* **WHAT YOU NEED TO DO**
Continue the forum thread below about scraping vote chess comments from chess.com, picking up right after its final sentence.

* **SOURCE**

Could you recommend a script/library for scraping in Python or Javascript?

Sort:
WhiteDrake

I know this question is not about the API; it's about something the API doesn't provide and maybe never will. I also know that chess.com might not like seeing scraping in general. However, I'm not attempting to create any competing service or gain any money from this; on the contrary, I need to get a specific set of data that I could send back to chess.com staff and/or other interested members. Getting this data manually is infeasible; it would take an incredible amount of time.

 

What do I want?

I'm looking for a script/library, which would allow me to scrape all comments from a given finished vote chess game for a given move. Recommending a script which could scrape all comments from a given chess.com forum would also be very helpful, as I think I could modify it easily to scrape comments from a VC game instead. I haven't written any scraping code before and I guess some of you did, so I hope you could help me.

edit: I'm interested in scraping the html content rather than just the text, so that I can extract both the lines/continuations suggested as text and also the PGNs.

 

Scripting language

I'd prefer to use Python for this project but I'm afraid I might run into trouble with captchas. In that case, using Javascript might be better, as a bunch of JS code could just be pasted into the browser console, even though it wouldn't be comfortable - it'd still save me a lot of work.

Coordinate annotation records
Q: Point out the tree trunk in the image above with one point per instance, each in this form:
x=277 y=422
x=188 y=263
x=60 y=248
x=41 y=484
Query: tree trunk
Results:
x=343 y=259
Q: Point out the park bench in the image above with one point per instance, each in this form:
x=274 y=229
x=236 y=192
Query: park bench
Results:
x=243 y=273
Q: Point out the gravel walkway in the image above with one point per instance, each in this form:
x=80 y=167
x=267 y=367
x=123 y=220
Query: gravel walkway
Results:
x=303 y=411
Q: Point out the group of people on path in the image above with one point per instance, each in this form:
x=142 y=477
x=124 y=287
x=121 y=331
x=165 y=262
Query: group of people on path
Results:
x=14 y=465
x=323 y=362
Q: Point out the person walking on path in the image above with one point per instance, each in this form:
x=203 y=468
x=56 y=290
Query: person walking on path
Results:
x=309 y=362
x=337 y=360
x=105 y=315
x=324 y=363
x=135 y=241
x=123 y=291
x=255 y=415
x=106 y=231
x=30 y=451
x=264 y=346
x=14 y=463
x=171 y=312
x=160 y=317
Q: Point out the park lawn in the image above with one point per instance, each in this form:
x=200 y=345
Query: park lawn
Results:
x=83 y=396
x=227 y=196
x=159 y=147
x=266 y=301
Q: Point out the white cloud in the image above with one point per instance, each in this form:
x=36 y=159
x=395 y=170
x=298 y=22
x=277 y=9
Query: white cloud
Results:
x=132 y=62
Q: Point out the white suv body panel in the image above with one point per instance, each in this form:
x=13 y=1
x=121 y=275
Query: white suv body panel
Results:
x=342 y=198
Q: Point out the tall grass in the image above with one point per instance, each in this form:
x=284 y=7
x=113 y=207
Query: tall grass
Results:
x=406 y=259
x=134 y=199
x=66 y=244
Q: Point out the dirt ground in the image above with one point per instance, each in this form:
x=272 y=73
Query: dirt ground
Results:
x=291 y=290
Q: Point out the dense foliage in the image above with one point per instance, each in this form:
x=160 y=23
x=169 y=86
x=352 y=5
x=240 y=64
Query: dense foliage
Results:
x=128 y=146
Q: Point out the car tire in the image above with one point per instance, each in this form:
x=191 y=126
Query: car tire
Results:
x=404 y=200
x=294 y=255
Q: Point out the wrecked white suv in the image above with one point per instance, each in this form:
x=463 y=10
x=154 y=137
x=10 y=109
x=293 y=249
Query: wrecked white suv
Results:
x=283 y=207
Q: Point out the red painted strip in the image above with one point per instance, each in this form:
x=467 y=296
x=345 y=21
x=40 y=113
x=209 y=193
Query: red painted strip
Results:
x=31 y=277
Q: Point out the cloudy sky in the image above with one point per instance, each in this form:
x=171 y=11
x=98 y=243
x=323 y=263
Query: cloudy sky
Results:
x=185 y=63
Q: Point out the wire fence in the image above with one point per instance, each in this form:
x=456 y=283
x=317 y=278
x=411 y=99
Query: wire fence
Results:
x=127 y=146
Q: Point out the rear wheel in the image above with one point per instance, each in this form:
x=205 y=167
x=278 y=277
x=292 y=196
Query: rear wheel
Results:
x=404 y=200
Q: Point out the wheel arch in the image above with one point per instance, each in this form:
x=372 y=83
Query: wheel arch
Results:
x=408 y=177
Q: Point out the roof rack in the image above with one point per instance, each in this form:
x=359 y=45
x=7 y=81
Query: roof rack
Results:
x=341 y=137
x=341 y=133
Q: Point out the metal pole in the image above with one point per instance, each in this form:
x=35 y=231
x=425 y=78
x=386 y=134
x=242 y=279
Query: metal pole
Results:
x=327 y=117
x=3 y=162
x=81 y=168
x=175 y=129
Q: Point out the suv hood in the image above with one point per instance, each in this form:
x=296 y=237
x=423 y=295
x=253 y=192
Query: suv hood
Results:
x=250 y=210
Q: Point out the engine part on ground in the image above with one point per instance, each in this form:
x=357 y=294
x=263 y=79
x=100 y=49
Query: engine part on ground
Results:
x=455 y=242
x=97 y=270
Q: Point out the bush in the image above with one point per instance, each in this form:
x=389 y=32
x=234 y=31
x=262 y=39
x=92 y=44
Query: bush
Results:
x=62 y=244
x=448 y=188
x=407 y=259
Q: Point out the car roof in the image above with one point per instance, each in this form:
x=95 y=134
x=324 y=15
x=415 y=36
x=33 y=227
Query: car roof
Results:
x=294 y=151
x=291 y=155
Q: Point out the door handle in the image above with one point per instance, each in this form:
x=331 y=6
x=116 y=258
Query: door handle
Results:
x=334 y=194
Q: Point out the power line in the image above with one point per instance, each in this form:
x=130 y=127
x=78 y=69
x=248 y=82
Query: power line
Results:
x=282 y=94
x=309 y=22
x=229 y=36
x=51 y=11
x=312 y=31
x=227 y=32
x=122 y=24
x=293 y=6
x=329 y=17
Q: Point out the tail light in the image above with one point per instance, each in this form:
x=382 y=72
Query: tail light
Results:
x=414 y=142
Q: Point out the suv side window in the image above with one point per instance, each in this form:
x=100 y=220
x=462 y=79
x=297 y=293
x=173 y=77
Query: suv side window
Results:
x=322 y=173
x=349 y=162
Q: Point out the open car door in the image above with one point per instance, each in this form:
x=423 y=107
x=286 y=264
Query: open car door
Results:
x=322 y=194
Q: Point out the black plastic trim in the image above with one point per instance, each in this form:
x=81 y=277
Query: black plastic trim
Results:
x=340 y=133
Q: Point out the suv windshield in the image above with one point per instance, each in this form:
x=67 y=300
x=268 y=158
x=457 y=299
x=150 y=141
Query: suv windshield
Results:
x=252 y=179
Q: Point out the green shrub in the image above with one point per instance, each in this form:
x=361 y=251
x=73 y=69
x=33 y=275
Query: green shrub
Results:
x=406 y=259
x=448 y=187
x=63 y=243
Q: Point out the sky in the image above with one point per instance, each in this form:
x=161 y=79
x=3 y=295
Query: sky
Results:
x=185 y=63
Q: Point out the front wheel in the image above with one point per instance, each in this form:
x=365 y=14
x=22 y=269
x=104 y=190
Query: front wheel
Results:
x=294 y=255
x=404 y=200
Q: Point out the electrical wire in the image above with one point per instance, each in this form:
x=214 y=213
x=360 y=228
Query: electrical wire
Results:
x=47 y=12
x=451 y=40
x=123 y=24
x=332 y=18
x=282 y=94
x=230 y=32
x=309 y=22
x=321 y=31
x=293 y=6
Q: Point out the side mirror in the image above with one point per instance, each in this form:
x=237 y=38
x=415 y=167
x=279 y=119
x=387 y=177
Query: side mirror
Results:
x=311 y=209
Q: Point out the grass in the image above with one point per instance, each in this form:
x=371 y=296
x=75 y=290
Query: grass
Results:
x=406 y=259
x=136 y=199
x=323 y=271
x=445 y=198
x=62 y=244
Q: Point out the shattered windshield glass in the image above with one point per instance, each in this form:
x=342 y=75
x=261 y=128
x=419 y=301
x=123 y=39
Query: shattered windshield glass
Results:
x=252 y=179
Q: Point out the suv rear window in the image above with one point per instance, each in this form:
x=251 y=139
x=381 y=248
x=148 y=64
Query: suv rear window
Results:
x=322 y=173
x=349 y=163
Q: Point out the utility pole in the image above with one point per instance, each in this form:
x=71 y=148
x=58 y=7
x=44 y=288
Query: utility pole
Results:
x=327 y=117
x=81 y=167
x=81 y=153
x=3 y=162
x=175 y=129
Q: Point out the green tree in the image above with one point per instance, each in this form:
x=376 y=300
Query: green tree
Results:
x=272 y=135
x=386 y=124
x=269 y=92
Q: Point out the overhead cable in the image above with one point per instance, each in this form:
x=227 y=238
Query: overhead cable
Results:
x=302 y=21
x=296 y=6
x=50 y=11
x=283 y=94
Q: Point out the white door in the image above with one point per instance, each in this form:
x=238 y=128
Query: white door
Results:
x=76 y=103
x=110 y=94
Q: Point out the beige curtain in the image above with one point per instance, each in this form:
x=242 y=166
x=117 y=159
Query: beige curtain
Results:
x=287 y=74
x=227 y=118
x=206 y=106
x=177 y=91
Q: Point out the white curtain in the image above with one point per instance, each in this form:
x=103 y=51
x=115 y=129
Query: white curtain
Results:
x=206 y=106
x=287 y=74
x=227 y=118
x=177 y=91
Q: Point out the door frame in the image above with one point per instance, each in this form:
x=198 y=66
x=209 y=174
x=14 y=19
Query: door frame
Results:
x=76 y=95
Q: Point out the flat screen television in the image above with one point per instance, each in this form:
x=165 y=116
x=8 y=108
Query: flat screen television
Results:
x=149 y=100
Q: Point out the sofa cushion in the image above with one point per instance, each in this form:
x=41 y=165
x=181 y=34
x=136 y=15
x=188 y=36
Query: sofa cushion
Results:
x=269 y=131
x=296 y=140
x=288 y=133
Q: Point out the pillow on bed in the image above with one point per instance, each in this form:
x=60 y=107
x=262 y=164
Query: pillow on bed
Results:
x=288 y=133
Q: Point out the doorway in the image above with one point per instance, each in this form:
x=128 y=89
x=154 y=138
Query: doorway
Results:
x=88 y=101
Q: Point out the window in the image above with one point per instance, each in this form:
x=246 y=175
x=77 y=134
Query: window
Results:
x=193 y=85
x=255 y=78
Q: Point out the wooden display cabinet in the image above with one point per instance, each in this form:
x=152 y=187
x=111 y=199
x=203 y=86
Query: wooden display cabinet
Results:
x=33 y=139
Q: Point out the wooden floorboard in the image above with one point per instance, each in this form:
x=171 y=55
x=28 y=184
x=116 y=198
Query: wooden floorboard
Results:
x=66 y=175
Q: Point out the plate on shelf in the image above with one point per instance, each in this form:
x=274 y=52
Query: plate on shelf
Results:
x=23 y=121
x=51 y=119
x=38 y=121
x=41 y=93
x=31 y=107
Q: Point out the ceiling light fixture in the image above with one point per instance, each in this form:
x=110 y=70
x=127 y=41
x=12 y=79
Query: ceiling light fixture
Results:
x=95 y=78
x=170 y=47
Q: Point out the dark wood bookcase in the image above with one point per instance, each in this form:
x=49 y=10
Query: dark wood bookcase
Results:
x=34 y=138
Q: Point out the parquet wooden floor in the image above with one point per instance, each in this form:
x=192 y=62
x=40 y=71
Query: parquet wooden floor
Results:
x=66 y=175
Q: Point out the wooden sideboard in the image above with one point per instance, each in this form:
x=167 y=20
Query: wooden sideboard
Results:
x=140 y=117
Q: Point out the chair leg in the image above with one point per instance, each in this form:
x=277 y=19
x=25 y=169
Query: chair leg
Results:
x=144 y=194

* **OUTPUT BELOW**
 

Stress/load on the server

Clearly, throwing a bunch of requests against a server without thinking could put more stress on a server that a standard browser user would. I intend to slow the script down by increasing the time between two subsequent requests to 1-2 seconds, which shouldn't be much of a problem for the servers. I also won't be scraping all the VC games on the server, just a number of selected games.

 

Why do I want this?

I you want to know why do I want this, send me a PM.

stephen_33

Are you making harder work of this than you need to? My approach would be to copy+paste (scrape if you prefer) the text from the discussion thread.

For example: https://www.chess.com/votechess/game/127962

I picked move 5 (white) and copied all the comments:-

mxgolota
Jun 29, 2019
Обижаете) коль все рекомендуют кб5, то так м проголосую)


mksn_undead
Jun 28, 2019
На жаль, вельмишановне панство має звичку коментарі не читати.


TheBest1234567890
Jun 28, 2019
Вельмишановні панове ! Хід 5. К с 6 є слабким та неамбіційним , оскільки після bc чорні мають прекрасний центр та мінімальну перевагу . Прошу вас долучатися до ходу К b 5


mxgolota
Jun 28, 2019
Какие-то интересные у вас сицилианки)

 


nutaras

Згідно бази початків, найпопулярнішим і найвдалішим для білих є 5.Кб5

https://www.365chess.com/opening.php?m=9&n=329&ms=e4.c5.Nf3.Nc6.d4.cxd4.Nxd4.e5&ns=3.3.4.37.45.47.46.329


Isn't that what you want? I use Python for all of my activities on this site but I think trying to code for this task may be over-complicating it?

 

bmacho

Something like this should work:

function sleep(millisec) {
    var start_time = new Date().getTime()
    while (new Date().getTime() < start_time + millisec) {}
}

pgn = window.chesscom.game.pgn.split('\n')[14].split(" ")

mvs = [] // moves

for (i = 0; i < pgn.length - 1; i++) {
    if (i % 3 != 0) {
        mvs.push(pgn[i])
    }
}


comments = []
for (i = 0; i < 5; i++) {

    comm = {}
    comm.mv = i
    comm.san = mvs[i]

    sleep(700)

    get_comments_id(comm)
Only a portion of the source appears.